- [Given task]:
Reproduce the line that contains "Expected: one point per instance of the flower" and every line after it through the end of the records, exactly, with nothing added.

- [Data to use]:
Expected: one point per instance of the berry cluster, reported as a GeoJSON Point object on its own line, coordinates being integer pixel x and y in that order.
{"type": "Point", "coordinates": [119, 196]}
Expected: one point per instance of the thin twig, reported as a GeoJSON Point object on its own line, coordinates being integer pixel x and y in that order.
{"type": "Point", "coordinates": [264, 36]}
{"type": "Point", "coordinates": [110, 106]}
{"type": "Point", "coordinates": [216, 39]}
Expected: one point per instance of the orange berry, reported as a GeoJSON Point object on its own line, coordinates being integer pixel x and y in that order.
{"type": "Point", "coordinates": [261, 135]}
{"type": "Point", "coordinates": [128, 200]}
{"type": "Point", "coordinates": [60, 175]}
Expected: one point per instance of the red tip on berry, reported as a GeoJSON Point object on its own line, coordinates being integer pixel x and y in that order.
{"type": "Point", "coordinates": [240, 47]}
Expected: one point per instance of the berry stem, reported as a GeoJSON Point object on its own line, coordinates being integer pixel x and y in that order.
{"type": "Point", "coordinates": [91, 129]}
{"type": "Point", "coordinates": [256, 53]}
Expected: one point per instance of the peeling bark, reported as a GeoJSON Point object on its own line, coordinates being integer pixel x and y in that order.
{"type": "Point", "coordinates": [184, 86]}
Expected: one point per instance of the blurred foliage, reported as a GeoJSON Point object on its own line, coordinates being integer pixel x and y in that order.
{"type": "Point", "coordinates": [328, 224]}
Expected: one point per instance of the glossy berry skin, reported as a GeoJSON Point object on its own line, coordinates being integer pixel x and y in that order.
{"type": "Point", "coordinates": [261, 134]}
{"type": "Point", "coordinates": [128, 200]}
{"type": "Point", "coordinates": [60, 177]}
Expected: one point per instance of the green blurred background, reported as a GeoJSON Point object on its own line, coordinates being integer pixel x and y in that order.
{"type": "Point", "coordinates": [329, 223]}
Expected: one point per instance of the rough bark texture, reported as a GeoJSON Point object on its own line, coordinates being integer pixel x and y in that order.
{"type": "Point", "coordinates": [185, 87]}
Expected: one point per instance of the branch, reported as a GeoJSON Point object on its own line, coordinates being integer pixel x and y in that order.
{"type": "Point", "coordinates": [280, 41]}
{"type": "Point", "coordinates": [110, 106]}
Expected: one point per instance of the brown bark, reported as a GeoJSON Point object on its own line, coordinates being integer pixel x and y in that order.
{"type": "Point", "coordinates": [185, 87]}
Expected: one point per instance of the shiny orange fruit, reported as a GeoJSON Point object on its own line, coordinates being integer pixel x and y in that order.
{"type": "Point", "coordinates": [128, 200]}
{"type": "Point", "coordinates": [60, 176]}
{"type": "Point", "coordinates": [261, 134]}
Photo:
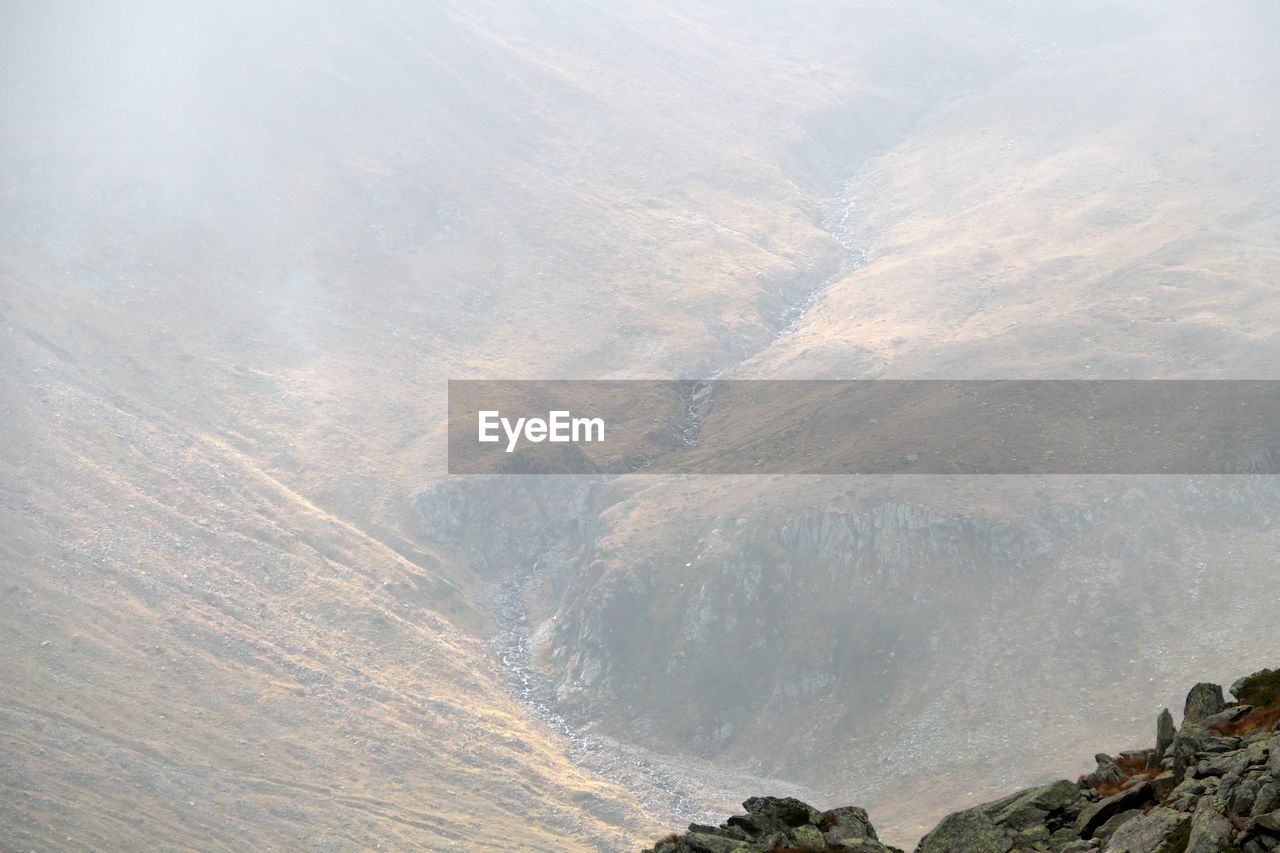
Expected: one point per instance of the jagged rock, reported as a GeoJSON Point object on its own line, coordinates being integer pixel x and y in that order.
{"type": "Point", "coordinates": [1260, 687]}
{"type": "Point", "coordinates": [969, 831]}
{"type": "Point", "coordinates": [1165, 733]}
{"type": "Point", "coordinates": [1211, 793]}
{"type": "Point", "coordinates": [1203, 701]}
{"type": "Point", "coordinates": [767, 815]}
{"type": "Point", "coordinates": [1106, 771]}
{"type": "Point", "coordinates": [1211, 831]}
{"type": "Point", "coordinates": [1095, 815]}
{"type": "Point", "coordinates": [1267, 798]}
{"type": "Point", "coordinates": [778, 824]}
{"type": "Point", "coordinates": [1228, 715]}
{"type": "Point", "coordinates": [1036, 806]}
{"type": "Point", "coordinates": [1161, 830]}
{"type": "Point", "coordinates": [1164, 784]}
{"type": "Point", "coordinates": [1269, 824]}
{"type": "Point", "coordinates": [849, 822]}
{"type": "Point", "coordinates": [1114, 824]}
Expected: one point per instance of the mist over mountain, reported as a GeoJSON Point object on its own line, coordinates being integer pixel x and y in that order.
{"type": "Point", "coordinates": [243, 246]}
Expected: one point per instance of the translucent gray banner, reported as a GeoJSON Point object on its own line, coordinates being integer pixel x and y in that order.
{"type": "Point", "coordinates": [864, 427]}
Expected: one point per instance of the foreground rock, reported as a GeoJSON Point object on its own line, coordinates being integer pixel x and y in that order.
{"type": "Point", "coordinates": [1210, 787]}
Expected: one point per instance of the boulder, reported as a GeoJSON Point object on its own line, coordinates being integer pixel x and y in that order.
{"type": "Point", "coordinates": [1203, 701]}
{"type": "Point", "coordinates": [1161, 830]}
{"type": "Point", "coordinates": [1106, 771]}
{"type": "Point", "coordinates": [1211, 831]}
{"type": "Point", "coordinates": [1095, 815]}
{"type": "Point", "coordinates": [969, 831]}
{"type": "Point", "coordinates": [1165, 733]}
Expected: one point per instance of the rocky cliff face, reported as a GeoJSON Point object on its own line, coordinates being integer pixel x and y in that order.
{"type": "Point", "coordinates": [1210, 785]}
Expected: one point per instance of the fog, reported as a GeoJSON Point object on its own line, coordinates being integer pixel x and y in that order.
{"type": "Point", "coordinates": [245, 246]}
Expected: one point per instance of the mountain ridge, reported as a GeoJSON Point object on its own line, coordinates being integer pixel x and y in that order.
{"type": "Point", "coordinates": [1210, 785]}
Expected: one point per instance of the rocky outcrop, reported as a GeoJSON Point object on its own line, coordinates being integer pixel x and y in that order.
{"type": "Point", "coordinates": [1208, 787]}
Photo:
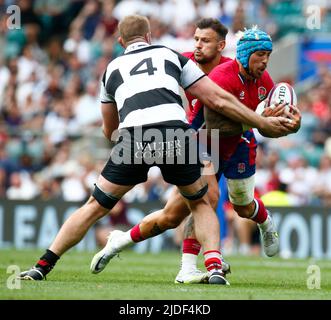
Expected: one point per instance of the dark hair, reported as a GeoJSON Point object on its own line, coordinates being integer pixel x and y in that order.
{"type": "Point", "coordinates": [214, 24]}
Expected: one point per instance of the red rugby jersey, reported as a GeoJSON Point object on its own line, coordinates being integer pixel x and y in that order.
{"type": "Point", "coordinates": [248, 92]}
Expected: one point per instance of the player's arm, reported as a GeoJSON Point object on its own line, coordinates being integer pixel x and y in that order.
{"type": "Point", "coordinates": [110, 119]}
{"type": "Point", "coordinates": [219, 100]}
{"type": "Point", "coordinates": [281, 109]}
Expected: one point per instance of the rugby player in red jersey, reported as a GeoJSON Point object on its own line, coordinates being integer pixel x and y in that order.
{"type": "Point", "coordinates": [247, 79]}
{"type": "Point", "coordinates": [251, 68]}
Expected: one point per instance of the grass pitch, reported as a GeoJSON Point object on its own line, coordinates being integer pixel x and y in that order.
{"type": "Point", "coordinates": [151, 277]}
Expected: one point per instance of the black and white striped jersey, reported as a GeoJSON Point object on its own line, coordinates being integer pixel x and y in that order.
{"type": "Point", "coordinates": [145, 85]}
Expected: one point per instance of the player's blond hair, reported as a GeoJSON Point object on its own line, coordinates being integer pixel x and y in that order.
{"type": "Point", "coordinates": [132, 27]}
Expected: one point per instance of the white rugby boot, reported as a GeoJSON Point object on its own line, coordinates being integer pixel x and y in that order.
{"type": "Point", "coordinates": [217, 277]}
{"type": "Point", "coordinates": [269, 237]}
{"type": "Point", "coordinates": [111, 249]}
{"type": "Point", "coordinates": [192, 276]}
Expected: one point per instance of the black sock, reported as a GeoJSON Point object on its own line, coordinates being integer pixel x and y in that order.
{"type": "Point", "coordinates": [47, 261]}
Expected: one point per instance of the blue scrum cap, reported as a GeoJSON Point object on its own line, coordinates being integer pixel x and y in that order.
{"type": "Point", "coordinates": [252, 40]}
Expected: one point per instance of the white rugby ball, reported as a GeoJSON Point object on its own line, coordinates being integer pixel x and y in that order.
{"type": "Point", "coordinates": [282, 92]}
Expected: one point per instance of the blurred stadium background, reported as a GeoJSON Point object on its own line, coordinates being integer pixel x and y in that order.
{"type": "Point", "coordinates": [52, 147]}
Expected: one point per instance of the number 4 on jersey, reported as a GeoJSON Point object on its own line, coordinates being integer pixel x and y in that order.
{"type": "Point", "coordinates": [139, 68]}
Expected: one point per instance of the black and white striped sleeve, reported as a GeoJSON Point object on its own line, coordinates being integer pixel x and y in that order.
{"type": "Point", "coordinates": [190, 74]}
{"type": "Point", "coordinates": [105, 97]}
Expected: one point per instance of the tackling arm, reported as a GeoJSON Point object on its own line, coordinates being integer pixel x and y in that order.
{"type": "Point", "coordinates": [221, 101]}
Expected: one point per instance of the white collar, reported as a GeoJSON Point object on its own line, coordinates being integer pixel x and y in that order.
{"type": "Point", "coordinates": [136, 46]}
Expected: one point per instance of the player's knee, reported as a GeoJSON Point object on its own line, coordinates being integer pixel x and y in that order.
{"type": "Point", "coordinates": [197, 196]}
{"type": "Point", "coordinates": [213, 195]}
{"type": "Point", "coordinates": [105, 200]}
{"type": "Point", "coordinates": [245, 211]}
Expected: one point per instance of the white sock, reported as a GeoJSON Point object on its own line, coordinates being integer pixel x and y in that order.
{"type": "Point", "coordinates": [125, 240]}
{"type": "Point", "coordinates": [265, 225]}
{"type": "Point", "coordinates": [189, 261]}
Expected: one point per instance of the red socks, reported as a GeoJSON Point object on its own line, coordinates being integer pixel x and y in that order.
{"type": "Point", "coordinates": [213, 260]}
{"type": "Point", "coordinates": [191, 246]}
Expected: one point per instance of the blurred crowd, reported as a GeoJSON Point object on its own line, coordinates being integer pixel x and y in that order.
{"type": "Point", "coordinates": [50, 70]}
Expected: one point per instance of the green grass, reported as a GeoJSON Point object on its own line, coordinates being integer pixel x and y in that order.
{"type": "Point", "coordinates": [150, 277]}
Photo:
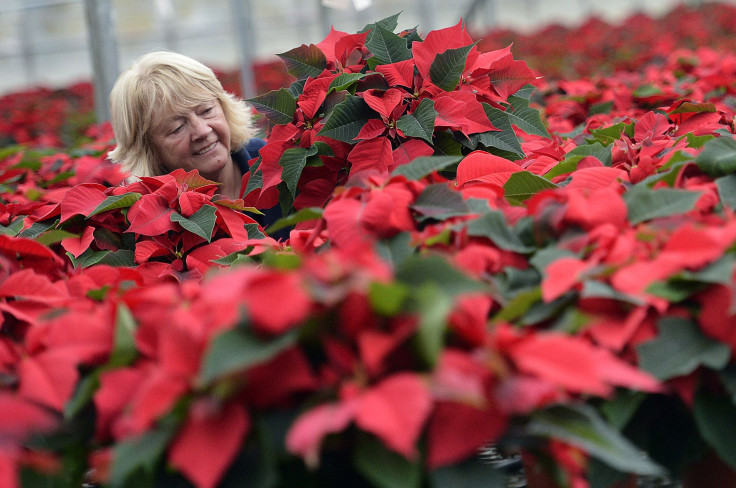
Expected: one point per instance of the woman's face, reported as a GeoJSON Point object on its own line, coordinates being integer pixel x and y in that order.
{"type": "Point", "coordinates": [198, 138]}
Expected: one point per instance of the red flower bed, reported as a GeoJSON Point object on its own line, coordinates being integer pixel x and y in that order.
{"type": "Point", "coordinates": [477, 256]}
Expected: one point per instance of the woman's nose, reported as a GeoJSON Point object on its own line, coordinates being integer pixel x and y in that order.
{"type": "Point", "coordinates": [200, 128]}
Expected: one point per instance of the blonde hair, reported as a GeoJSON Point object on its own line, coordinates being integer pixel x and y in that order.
{"type": "Point", "coordinates": [158, 83]}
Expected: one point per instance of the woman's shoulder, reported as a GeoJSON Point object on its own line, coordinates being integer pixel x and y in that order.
{"type": "Point", "coordinates": [254, 145]}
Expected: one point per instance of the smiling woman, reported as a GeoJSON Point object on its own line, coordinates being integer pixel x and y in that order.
{"type": "Point", "coordinates": [170, 111]}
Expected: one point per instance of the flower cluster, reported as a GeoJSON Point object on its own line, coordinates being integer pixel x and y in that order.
{"type": "Point", "coordinates": [476, 256]}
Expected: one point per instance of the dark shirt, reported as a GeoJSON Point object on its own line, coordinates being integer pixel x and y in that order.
{"type": "Point", "coordinates": [241, 157]}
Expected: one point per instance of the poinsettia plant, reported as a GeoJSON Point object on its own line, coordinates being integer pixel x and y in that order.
{"type": "Point", "coordinates": [464, 272]}
{"type": "Point", "coordinates": [370, 102]}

- [Finished task]:
Expected: one point per instance of the flower cluster, reported as a GeoJSON Point object on its own line, coordinates being integer pixel x and y in that order.
{"type": "Point", "coordinates": [476, 256]}
Expected: one point per instance of the dark shirt, reported as a GeoJSON Point object on its own line, coordinates being integer pixel x and y in that order.
{"type": "Point", "coordinates": [241, 157]}
Expected: one point per instance of the poinsettia plant, reported as a GeoJSON Point object on its own line, coordinates being integer pixel x and y in that order.
{"type": "Point", "coordinates": [464, 272]}
{"type": "Point", "coordinates": [370, 102]}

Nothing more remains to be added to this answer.